Hundreds wait to pay respects to leader who blocked Meech Lake accord

WINNIPEG – Hundreds of people lined up inside the Manitoba legislature Monday to pay their respects to Elijah Harper, the aboriginal politician whose quiet but firm resistance to the Meech Lake constitutional accord became a symbolic moment for indigenous rights.

“He gave us all inspiration to know that it’s OK to say no sometimes,” Derek Nepinak, grand chief of the Assembly of Manitoba Chiefs, said before taking his turn to walk by Harper’s casket.

“I think the legacy that he left will continue to inspire us and keep us on a good path.”

People young and old slowly made their way past the open casket, draped in a Manitoba flag and with an eagle-feather headdress sitting on top. Nearby were portraits of Harper with an eagle feather in his hand, similar to the one he held in 1990 inside the legislature chamber when he denied the unanimous consent needed to rush the accord through to final approval.

“I brought my niece to be exposed to aboriginal history. Elijah was a role model,” said Margaret Pollock, whose nine-year-old niece is set to attend a non-aboriginal school in Winnipeg for the first time this fall.

Harper was born on the Red Sucker Lake reserve in northern Manitoba, and like many of his generation, attended a residential school. Afterward, he furthered his education in Winnipeg and came across other future aboriginal leaders — Phil Fontaine, Ovide Mercredi, and Eric Robinson, who is Manitoba’s deputy premier and holds Harper’s former legislature seat.

“Elijah was always the quiet one in the crowd, he didn’t speak very much,” Robinson recalled Monday.

“You could tell that he had a quiet demeanour about him but you knew that the guy had more knowledge underneath that quiet exterior.”

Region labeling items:
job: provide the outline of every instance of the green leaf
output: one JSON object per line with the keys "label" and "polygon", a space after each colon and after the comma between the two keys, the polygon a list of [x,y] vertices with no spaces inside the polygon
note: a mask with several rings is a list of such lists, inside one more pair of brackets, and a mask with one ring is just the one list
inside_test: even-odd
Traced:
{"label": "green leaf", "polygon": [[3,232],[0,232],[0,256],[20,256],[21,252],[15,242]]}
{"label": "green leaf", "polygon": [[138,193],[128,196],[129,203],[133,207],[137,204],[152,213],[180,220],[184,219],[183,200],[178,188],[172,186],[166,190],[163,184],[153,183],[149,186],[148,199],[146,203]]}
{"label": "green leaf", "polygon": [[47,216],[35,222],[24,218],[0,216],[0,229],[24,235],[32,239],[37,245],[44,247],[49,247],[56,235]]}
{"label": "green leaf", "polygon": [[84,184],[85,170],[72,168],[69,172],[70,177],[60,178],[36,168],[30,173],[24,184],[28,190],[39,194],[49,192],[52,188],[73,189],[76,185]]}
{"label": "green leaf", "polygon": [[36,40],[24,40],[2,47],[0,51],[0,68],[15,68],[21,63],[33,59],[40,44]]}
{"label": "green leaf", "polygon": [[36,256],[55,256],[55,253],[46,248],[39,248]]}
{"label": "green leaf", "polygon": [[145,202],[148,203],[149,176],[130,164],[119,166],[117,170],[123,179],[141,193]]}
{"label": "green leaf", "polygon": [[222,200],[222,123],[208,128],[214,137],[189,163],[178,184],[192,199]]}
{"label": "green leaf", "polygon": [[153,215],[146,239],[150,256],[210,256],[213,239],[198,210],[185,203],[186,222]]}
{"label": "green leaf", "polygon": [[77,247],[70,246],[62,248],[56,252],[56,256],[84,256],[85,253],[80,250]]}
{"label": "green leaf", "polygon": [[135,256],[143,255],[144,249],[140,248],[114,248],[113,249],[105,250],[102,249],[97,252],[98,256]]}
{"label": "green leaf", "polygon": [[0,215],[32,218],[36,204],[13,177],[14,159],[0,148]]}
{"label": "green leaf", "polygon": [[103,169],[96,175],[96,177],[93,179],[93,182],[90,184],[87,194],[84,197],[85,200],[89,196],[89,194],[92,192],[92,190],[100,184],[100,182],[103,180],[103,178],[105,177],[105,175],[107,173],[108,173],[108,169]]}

## PROBLEMS AND TASKS
[1] According to the Elijah Harper article, where was Harper born?
[2] Carry the Elijah Harper article forward from its final sentence.

## ANSWERS TO THE TASKS
[1] On the Red Sucker Lake reserve in northern Manitoba.

[2]
Harper was elected chief of Red Sucker Lake in the late 1970s and was elected to the Manitoba legislature in 1981. Harper was in the NDP opposition benches during the federal government’s 1990 attempt to enact the Meech Lake accord, which had been crafted to win Quebec’s signature on the Constitution.

Brian Mulroney, who was prime minister at the time, was pressing dissenting premiers to go along with the accord and gave them a deadline to approve. Voting in Manitoba came late in the national debate.

Harper believed the deal gave his people short shrift.

Holding an eagle feather, Harper refused to allow rules to be waived to speed debate of the resolution supporting the accord. He did so despite pressure from federal officials and harsh criticism from some people.

“He stood firmly in his identity, in his roots,” Shawn Atleo, national chief of the Assembly of First Nations, told reporters Monday.

“Those of us that are younger, we continue to stand in the shadow of great moments like that. Our work continues.”

Harper resigned from the legislature in 1992 and left the New Democrats a year later to run federally for the Liberals. He won a seat representing the sprawling northern Manitoba riding of Churchill.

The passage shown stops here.